Depuis son atelier à Brooklyn, dans le Navy Yard, Umberto Bellardi Ricci a vue sur les gratte-ciels de New York. (Photo: Anna and Maria Ritsch)

Depuis son atelier à Brooklyn, dans le Navy Yard, Umberto Bellardi Ricci a vue sur les gratte-ciels de New York. (Photo: Anna and Maria Ritsch)

Italo-germano-luxembourgeois. Architecte-designer-sculpteur. Décryptage du parcours singulier d’Umberto Bellardi Ricci, fondateur d’UBR Studio.

Actuellement, vous vivez à New York avec votre famille. Mais vous venez de Luxembourg. Quel est votre parcours?

Umberto Bellardi Ricci. – «Il n’est pas du tout linéaire. Mon père, Italien, est arrivé au Luxembourg en 1952 et a travaillé toute sa vie aux communautés européennes. Ma mère est Allemande et travaillait en Suisse avant de venir au Luxembourg. Ils se sont rencontrés au golf et la famille a commencé comme cela. Une romance européenne, typiquement luxembourgeoise. J’ai donc grandi au Luxembourg, où j’ai suivi l’enseignement luxembourgeois.

Quelle est la nationalité inscrite sur votre passeport alors?

«Bonne question! Je n’ai jamais été un ‘local’ dans mon pays, car mes passeports étaient allemand et italien jusqu’à mes 18 ans. À ma majorité, pour éviter les obligations militaires, j’ai renoncé à ces deux nationalités pour devenir Luxembourgeois. Mais c’est à cette époque que j’ai quitté le Luxembourg.

Pour faire vos études?

«Oui, en sciences sociales. Je suis parti à Londres pendant trois ans. Puis j’ai travaillé pour Amnesty International. J’ai aussi fait un stage aux Communautés européennes à Luxembourg pendant six mois et je suis parti avec l’Onu en Afrique. Mais j’ai renoncé à tout ceci pour faire de la musique et m’installer à Paris où j’ai aussi un peu travaillé dans la mode et le monde de la pub.

C’est effectivement un parcours éclectique, mais cela signifie aussi qu’à partir de Luxembourg, vous avez eu la possibilité d’être ouvert au monde et à différentes disciplines.

«Absolument! En ayant grandi à Luxembourg, j’avais ce background international. Pas toujours cosmopolite, mais international. Ce qui est une très bonne préparation pour la vie. Du coup, à 26 ans, j’ai repris un master en sciences politiques, avant de décider que je voulais apprendre l’architecture. Je suis alors allé à l’Architectural Association School of Architecture (AA) à Londres où j’ai fait mon parcours de six ans d’études. À la suite de quoi, l’AA School m’a demandé de rester pour donner des cours, car mon parcours éclectique intéressait justement cette école assez expérimentale.

● ● ● ●

CONSIGNES:
1. D'après l'entretien avec Umberto Bellardi Ricci, quelles nationalités a-t-il eues sur ses passeports ?
2. Dans l'entretien avec Umberto Bellardi Ricci, pourquoi l'AA School lui a-t-elle demandé de rester pour donner des cours ?
3. Prolongez l'entretien avec Umberto Bellardi Ricci après sa dernière réponse.

DONNÉES FOURNIES:
● ● ● ●

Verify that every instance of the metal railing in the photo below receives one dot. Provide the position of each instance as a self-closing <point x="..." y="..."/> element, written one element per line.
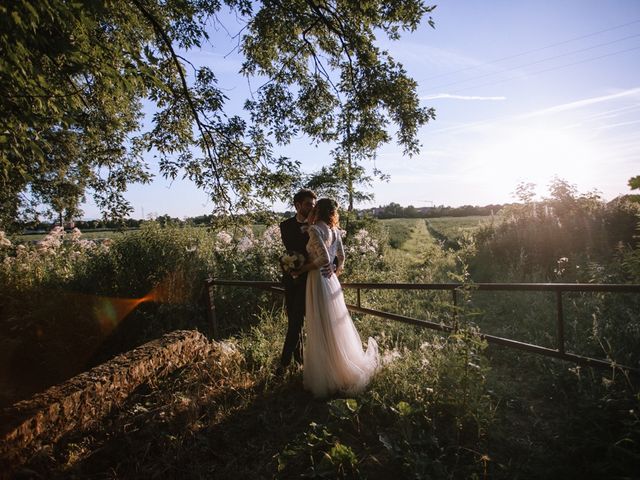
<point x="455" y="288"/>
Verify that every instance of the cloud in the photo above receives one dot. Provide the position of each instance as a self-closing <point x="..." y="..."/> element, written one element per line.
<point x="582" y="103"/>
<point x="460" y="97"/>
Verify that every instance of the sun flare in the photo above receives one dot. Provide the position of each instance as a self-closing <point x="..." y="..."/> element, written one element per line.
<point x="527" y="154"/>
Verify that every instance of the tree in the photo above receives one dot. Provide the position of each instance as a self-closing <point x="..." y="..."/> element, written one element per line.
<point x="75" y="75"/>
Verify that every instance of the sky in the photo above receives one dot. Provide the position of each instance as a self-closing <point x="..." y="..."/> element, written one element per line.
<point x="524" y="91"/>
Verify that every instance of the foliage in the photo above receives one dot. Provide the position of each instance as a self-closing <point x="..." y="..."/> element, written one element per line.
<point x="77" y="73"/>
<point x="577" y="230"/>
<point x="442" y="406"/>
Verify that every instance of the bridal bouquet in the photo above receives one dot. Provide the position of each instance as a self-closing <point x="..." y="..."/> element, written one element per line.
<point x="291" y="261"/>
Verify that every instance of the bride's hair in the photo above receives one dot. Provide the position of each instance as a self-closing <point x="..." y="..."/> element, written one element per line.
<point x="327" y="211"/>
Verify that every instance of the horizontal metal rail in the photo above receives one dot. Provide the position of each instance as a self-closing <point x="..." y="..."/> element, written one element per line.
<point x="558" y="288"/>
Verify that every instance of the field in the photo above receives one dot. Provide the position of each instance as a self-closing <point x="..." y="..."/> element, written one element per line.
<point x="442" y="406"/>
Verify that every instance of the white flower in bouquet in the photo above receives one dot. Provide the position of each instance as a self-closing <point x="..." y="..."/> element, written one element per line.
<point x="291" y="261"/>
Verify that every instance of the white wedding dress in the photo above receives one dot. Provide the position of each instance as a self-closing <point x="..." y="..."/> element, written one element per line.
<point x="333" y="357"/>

● ● ● ●

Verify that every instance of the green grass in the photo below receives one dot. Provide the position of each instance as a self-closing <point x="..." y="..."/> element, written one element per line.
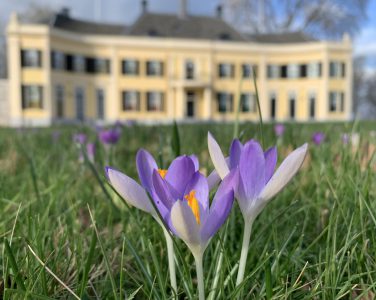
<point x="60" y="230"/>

● ● ● ●

RÉPONSES:
1. Allemande, italienne et luxembourgeoise.

2. Son parcours éclectique intéressait justement cette école assez expérimentale.

3.
Mais vous n’êtes pas resté à Londres, vous êtes allé au Mexique…

«Oui, après le Brexit, pour un programme satellite de l’AA School, dans le jardin de sculptures de Las Pozas, jardin conçu par Edward James, poète britannique, artiste et mécène du mouvement surréaliste. J’y ai donné des cours avec Carlos Matos qui est un architecte et sculpteur mexicain et Kanto Iwamura qui est un artiste et architecte japonais. Ce workshop a duré cinq ans. Au Mexique, l’identité est très fluide, plus mélangée. On a voyagé avec les étudiants, organisé des visites préhispaniques, modernistes et étudié comment les deux styles se sont mélangés, les cultures ont été réappropriées. C’est aussi pendant ce séjour que j’ai rencontré ma femme qui est d’origine serbe, mais qui habitait à New York, après avoir habité en Pologne et à Berlin.

C’est donc à travers elle que vous avez pris la direction de New York?

«Après avoir hésité entre rester au Mexique, retourner à Londres ou partir à New York, nous nous sommes finalement installés à New York en 2018. J’ai trouvé un poste à la Cornell University à Ithaca où j’ai donné des cours pendant un an. Cela a été un choc pour moi, car je suis passé de très grandes mégalopoles à une petite ville de 30.000 habitants… C’est à cette époque que j’ai commencé à regarder les objets avec plus de distance. Quand je suis revenu à New York, j’ai poursuivi ma recherche sur les objets, pris un atelier à Brooklyn, dans le Navy Yard.

Umberto Bellardi Ricci derrière un bureau de sa création et des objets et New York. (Photo: Matthew Williams)

Umberto Bellardi Ricci derrière un bureau de sa création et des objets et New York. (Photo: Matthew Williams)

Et que vous vous êtes donc intéressé au design.

«Dès 2021, j’ai exposé mes créations à la Matter Gallery. Ce sont des objets qui sont à l’intersection du design et de la sculpture, qui mélangent des matériaux qui contrastent comme le métal ou l’aluminium issu de l’univers industriel et la pierre, le tissu ou le verre qui sont des matériaux plus raffinés, plus fragiles. La critique m’a alors rapidement placé dans la tradition américaine du minimalisme, mais c’était aussi intéressant de voir la lecture qu’ils ont faite de mon parcours. Comme ils ont tendance à tout aplatir, ils ont tout raccourci en architecte et sculpteur italien, à cause de mon nom.

Et vous, comment vous définissez-vous?

«Je me sens Luxembourgeois. J’aime le pays, la langue. Culturellement, je me sens proche de ce pays. Mais ma famille est aussi hétérogène : de père italien et de mère allemande, je suis Luxembourgeois ; ma femme est Serbe, mais a un passeport américain ; mes enfants sont Américains et ont aussi un passeport luxembourgeois. Je vois aussi que je m’adapte beaucoup en fonction du lieu où je vis : quand j’étais au Mexique, j’étais plus Italien et quand je suis à New York, je suis plus Allemand, plus organisé.

Donc cette dualité de cultures, entre le caractère latin et le caractère germain, vous sert au quotidien.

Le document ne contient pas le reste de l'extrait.